EXTRACT:
I use the Tasker app on my Android phone to record when I leave for work and when I leave for home based on what wifi networks I’m connected to. I use scripts written in R to calculate how many hours I spend at work as well as how long my commutes are. I continue to use R to visualize the results and run statistical tests exploring how departure times affect the length of my commutes.

tom Wright

I like building robots with my kids. Currently we code in a scratch derivative, which doesn’t share particularly well, but here’s a link to an early effort. https://github.com/tomwright01/arduino-robot/ http://blog.tomwright.ca/2014/04/21/arduino-robot/

Mark Laufersweiler

Plotting and trying out new visualizations of weather data.

Katy Huff

I planned my wedding. Video here: https://www.youtube.com/watch?v=ZDK5DZOgHD8#t=19m10s . Code here: https://github.com/katyhuff/wedding

Marianna Foos

A click-n-drag resume customizer (https://github.com/mfoos/shinyresumedemo, https://mfoos.shinyapps.io/shinyresumedemo/)

Christina Koch

I have used Ipythonblocks (thanks Matt Davis!) for a couple of non-academic uses 1) Measuring a room + its furniture and planning what it would look like before I actually start lifting: https://github.com/ChristinaLK/sandbox/blob/master/new_furniture.ipynb 2) Creating a visual representation of a knitting pattern I designed: https://github.com/ChristinaLK/sandbox/blob/master/stocking_cap-schematic.ipynb

Emily

Writing NPC generators for our D&D campaign

Daniel Wells

Analysing the temperature of my bedroom (https://github.com/daniel-wells/temperature-tracker). Analysing my spending habits (https://github.com/daniel-wells/spending-habits).

DIRECTIVE 1: Quote the passage from the list of personal coding projects that starts at the words "I like building" and ends after the words "of weather data.".
The records that follow have no connection to the text.

PROVIDED DATA:
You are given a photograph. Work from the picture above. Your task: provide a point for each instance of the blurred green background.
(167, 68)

---

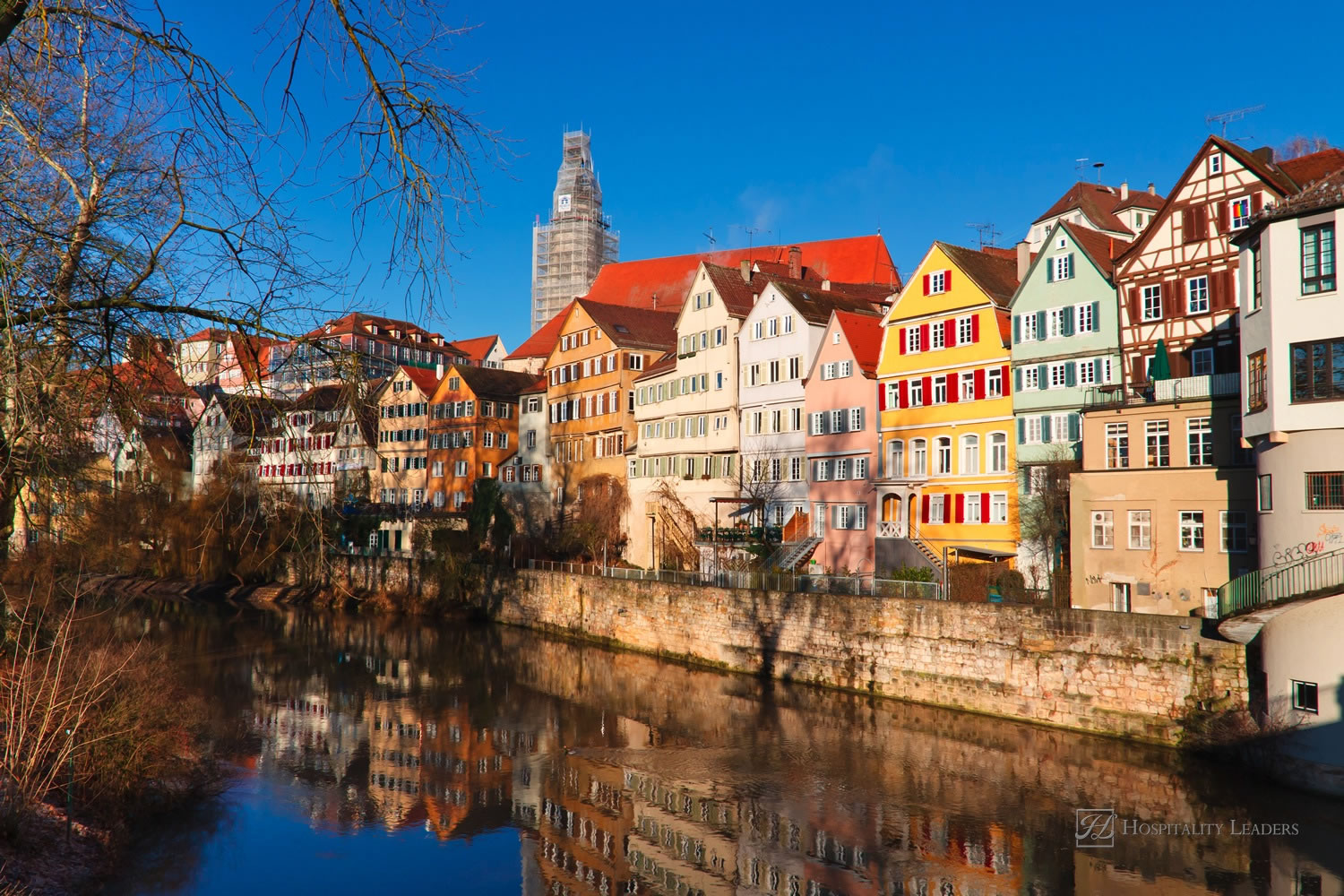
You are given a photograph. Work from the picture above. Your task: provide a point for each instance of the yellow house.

...

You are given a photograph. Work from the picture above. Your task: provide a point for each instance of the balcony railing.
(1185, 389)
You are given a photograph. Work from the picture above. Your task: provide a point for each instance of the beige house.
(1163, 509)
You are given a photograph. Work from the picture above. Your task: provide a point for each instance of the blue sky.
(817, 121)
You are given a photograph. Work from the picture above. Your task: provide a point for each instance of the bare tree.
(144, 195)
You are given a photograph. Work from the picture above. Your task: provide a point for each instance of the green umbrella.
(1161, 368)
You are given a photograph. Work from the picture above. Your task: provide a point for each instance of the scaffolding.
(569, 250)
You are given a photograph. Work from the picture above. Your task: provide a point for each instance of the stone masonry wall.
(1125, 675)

DIRECTIVE 2: In the records, print again the lines that start at the line containing "the bare tree." and end after the line containing "(1125, 675)". Reproduce only those lines, without any changes.

TASK RESPONSE 1:
I like building robots with my kids. Currently we code in a scratch derivative, which doesn’t share particularly well, but here’s a link to an early effort. https://github.com/tomwright01/arduino-robot/ http://blog.tomwright.ca/2014/04/21/arduino-robot/

Mark Laufersweiler

Plotting and trying out new visualizations of weather data.

TASK RESPONSE 2:
You are given a photograph. Work from the picture above. Your task: provide a point for each instance of the bare tree.
(144, 195)
You are given a photograph. Work from the picture above. Your task: provide a point for each instance of the green umbrella.
(1161, 368)
You are given a photograph. Work from the picture above. Your task: provide a point for each instance of the scaffolding.
(569, 250)
You are given a photograph. Work from the picture above. Your task: provide a point for each instance of the stone masonry wall.
(1125, 675)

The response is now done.